→ Task directions
Once you find the line with "box: [1, 252, 599, 373]" in the entries below, return exactly every line from it through the line with "255L21 323L592 375L595".

Stored data
※

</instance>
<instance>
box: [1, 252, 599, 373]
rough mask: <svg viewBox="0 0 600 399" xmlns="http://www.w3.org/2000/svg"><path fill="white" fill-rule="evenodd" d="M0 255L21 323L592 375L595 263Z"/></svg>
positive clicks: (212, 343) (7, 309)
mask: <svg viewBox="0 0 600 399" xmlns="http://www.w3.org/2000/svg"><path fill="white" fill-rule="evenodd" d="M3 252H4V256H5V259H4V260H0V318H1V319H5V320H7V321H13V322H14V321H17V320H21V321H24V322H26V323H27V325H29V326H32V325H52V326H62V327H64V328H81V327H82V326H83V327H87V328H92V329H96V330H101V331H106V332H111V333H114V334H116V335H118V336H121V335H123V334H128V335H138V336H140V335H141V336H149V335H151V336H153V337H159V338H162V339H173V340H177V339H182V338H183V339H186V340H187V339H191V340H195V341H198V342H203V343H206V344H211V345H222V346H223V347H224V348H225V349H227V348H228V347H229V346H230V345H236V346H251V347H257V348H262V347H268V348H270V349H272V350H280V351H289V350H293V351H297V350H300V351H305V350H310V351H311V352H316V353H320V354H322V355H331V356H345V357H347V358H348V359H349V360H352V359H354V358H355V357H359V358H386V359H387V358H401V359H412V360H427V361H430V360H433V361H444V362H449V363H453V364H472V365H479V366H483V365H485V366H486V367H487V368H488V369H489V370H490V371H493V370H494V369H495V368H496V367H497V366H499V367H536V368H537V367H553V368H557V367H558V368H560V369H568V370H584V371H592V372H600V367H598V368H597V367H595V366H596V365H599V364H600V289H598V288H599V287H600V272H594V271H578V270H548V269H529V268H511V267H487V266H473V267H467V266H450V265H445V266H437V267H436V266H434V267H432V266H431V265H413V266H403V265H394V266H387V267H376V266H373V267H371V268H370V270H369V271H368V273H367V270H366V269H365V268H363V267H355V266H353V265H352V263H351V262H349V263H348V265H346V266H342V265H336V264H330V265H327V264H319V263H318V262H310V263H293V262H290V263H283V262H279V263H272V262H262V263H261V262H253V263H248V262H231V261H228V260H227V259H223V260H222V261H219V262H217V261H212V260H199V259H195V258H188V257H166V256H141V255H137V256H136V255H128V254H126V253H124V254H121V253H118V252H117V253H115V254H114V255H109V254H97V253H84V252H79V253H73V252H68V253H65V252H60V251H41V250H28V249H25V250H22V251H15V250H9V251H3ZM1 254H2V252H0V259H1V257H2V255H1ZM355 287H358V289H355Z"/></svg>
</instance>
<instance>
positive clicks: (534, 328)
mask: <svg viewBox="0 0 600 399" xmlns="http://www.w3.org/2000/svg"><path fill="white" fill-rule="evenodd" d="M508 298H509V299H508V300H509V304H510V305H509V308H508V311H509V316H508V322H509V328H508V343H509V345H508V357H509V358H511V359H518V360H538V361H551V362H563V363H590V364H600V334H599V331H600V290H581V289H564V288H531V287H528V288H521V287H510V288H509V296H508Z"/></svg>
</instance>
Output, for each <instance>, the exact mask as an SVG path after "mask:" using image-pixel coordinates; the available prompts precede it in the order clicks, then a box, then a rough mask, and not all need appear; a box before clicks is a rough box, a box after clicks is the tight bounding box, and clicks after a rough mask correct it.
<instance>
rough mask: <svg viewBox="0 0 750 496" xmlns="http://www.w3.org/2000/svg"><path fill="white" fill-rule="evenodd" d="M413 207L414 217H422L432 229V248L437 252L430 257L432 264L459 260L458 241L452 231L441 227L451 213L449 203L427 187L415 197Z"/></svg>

※

→ Solution below
box: [1, 252, 599, 373]
rough mask: <svg viewBox="0 0 600 399" xmlns="http://www.w3.org/2000/svg"><path fill="white" fill-rule="evenodd" d="M0 255L21 323L592 375L595 263Z"/></svg>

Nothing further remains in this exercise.